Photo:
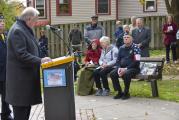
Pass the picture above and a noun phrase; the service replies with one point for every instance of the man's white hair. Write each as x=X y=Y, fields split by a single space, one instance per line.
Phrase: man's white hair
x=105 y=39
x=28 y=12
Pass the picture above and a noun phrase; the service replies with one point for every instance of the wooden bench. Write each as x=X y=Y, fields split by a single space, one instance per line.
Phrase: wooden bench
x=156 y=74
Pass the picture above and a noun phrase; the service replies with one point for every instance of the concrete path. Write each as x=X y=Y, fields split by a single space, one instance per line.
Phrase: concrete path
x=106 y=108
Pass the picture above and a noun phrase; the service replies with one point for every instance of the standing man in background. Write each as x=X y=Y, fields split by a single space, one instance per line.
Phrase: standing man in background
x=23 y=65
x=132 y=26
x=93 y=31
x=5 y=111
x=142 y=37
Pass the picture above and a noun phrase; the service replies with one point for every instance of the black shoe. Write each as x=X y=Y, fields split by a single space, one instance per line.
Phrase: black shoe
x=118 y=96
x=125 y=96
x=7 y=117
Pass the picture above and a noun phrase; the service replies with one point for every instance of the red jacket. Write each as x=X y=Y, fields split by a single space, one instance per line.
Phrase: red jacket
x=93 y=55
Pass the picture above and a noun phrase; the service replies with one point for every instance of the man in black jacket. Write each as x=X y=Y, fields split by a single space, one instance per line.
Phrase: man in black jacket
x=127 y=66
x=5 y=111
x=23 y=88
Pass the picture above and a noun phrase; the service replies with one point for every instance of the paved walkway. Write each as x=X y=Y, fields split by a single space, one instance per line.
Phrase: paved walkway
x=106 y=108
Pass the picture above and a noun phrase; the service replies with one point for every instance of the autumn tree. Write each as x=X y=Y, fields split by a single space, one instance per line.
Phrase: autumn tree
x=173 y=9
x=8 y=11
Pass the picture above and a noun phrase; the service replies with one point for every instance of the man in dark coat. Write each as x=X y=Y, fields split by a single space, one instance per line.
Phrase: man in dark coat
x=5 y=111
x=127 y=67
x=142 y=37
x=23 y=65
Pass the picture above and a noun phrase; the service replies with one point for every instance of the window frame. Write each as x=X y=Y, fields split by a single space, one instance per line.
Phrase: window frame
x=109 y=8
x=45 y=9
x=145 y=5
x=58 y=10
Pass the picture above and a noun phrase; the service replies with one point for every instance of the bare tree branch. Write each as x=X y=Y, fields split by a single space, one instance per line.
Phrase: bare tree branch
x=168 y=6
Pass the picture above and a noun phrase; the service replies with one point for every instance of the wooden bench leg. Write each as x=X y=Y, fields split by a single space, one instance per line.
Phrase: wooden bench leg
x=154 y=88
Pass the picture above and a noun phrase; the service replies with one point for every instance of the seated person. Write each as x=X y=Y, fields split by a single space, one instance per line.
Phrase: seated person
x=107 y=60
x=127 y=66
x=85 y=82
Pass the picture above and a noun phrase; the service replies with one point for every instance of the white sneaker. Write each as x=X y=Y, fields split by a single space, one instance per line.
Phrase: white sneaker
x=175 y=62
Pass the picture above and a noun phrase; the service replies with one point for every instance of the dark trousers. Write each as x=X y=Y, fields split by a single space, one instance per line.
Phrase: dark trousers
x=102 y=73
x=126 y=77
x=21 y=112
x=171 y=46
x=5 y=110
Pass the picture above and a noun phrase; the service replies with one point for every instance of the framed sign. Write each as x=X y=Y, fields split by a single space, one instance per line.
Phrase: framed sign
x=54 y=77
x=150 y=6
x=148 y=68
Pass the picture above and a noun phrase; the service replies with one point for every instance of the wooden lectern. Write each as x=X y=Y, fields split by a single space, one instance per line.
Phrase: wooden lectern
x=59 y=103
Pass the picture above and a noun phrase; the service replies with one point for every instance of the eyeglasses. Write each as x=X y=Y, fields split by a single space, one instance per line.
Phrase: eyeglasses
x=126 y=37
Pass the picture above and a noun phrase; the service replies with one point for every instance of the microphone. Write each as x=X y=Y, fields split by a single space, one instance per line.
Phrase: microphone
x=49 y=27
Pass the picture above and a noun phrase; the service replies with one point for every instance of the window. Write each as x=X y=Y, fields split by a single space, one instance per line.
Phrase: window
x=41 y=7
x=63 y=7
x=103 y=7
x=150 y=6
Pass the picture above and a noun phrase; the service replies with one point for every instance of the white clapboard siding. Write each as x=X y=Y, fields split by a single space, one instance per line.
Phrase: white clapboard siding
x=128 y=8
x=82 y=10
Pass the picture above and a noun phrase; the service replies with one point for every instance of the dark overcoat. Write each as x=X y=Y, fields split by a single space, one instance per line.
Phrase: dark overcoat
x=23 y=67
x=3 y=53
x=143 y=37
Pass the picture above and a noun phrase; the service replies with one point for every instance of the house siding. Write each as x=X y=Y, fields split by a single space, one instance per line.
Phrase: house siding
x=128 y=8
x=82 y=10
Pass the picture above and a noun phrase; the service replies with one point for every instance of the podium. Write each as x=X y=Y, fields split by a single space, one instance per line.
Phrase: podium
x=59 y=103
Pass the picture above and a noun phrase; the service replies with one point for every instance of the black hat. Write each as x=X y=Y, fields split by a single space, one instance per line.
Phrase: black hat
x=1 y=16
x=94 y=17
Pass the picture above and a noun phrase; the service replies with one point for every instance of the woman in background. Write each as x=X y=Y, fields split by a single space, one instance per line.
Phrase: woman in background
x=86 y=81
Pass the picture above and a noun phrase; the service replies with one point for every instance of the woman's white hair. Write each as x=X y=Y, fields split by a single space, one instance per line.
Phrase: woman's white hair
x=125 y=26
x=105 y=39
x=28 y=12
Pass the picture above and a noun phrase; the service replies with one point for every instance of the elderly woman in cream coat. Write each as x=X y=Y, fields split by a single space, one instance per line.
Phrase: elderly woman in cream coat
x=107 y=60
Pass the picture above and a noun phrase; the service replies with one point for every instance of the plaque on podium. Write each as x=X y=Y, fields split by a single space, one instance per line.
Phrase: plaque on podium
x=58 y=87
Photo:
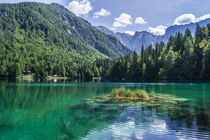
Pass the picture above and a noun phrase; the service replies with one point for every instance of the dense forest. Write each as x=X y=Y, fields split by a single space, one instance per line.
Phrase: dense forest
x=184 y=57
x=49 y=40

+-------+

● **What you should do**
Within the data above, the span starting at the line containing "of the autumn" and ending at the line containing "in dark coat." is to be retyped exactly, with no other lines.

● **Answer box**
Pass the picture above and a noun phrase; the service replies with one point for every instance of the autumn tree. Write each as x=X y=Y, fields split by a single space, one instance per line.
Phrase: autumn tree
x=173 y=9
x=8 y=11
Pass the picture above and a noun phrase; the service replies with one point for every instance of the man in dark coat. Write each as x=X y=Y, fields split by a single space, one instance per line.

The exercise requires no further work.